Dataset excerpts
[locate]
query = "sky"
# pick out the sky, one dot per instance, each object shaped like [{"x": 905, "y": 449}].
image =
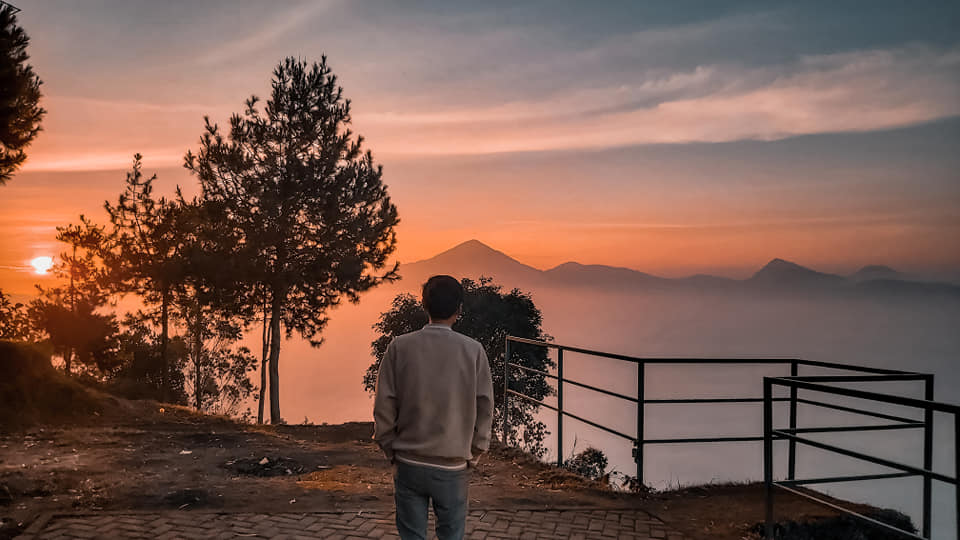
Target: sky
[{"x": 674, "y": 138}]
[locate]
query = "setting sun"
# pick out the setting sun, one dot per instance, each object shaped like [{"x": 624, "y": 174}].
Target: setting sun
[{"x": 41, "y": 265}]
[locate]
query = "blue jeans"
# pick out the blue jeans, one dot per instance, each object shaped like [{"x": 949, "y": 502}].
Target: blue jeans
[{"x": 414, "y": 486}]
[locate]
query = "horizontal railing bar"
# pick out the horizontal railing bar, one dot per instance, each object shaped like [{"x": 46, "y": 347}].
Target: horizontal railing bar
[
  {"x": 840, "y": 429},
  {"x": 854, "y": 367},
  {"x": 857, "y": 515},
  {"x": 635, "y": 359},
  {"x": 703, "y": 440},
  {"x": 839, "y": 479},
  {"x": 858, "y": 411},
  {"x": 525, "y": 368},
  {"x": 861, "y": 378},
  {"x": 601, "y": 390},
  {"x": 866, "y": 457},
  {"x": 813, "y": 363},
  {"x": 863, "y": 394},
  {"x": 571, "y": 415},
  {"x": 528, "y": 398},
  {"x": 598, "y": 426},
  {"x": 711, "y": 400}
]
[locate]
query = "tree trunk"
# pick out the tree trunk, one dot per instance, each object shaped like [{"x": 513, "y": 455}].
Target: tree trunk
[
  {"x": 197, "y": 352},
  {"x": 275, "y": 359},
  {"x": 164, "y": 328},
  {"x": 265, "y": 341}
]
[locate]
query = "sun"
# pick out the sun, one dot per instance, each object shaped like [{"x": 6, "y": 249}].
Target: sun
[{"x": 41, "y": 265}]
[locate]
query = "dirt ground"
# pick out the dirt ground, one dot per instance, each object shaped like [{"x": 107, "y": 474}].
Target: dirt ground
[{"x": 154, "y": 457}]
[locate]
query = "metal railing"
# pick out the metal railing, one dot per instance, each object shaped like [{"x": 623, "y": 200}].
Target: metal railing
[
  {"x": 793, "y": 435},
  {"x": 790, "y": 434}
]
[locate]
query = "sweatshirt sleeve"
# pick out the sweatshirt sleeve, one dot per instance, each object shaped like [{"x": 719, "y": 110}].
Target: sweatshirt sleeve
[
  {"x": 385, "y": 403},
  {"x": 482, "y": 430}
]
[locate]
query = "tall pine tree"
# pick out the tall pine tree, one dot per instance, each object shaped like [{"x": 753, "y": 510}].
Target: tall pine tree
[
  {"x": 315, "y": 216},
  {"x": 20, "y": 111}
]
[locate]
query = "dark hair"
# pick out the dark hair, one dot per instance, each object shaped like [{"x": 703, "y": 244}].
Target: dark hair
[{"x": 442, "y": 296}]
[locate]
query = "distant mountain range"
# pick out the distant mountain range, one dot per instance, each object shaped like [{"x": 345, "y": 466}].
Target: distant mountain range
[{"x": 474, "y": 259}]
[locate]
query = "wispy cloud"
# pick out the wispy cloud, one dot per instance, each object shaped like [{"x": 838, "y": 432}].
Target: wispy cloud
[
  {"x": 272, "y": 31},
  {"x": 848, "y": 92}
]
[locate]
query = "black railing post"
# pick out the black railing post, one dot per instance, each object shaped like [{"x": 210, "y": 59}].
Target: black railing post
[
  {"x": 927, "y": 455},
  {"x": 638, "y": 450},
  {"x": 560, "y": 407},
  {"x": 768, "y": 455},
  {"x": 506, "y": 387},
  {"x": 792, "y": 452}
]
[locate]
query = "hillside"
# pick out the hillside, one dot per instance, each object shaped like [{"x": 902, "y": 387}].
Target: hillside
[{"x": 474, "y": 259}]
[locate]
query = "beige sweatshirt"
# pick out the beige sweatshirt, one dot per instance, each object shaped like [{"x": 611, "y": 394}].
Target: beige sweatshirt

§ **What this task involves**
Give the lines again exactly, beginning with the first line of the records above and ending with the line that contains "# pick out the tree", and include no pictures.

§ **Task output**
[locate]
query = "sky"
# pick out the sky, one dot per instance, each object shaped like [{"x": 905, "y": 449}].
image =
Target: sky
[{"x": 674, "y": 138}]
[locate]
query = "setting sun"
# pick out the setting sun, one dot per instance, each object shaped like [{"x": 624, "y": 174}].
Target: setting sun
[{"x": 41, "y": 265}]
[locate]
query = "blue jeans"
# pick out the blue jeans, one dot per instance, each object shaped like [{"x": 949, "y": 502}].
Target: blue jeans
[{"x": 414, "y": 486}]
[locate]
query = "horizontal railing bar"
# pick out the horizontal railing bar, one dot per instance, each object shaped like [{"x": 46, "y": 347}].
Target: horizontal railing bar
[
  {"x": 840, "y": 429},
  {"x": 854, "y": 367},
  {"x": 857, "y": 515},
  {"x": 635, "y": 359},
  {"x": 703, "y": 440},
  {"x": 839, "y": 479},
  {"x": 858, "y": 411},
  {"x": 525, "y": 368},
  {"x": 861, "y": 378},
  {"x": 601, "y": 390},
  {"x": 866, "y": 457},
  {"x": 813, "y": 363},
  {"x": 863, "y": 394},
  {"x": 571, "y": 415},
  {"x": 528, "y": 398},
  {"x": 598, "y": 426},
  {"x": 711, "y": 400}
]
[locate]
query = "tree trunk"
# pick out the tree trunk, one dot per instance, each object shaped like [{"x": 513, "y": 455}].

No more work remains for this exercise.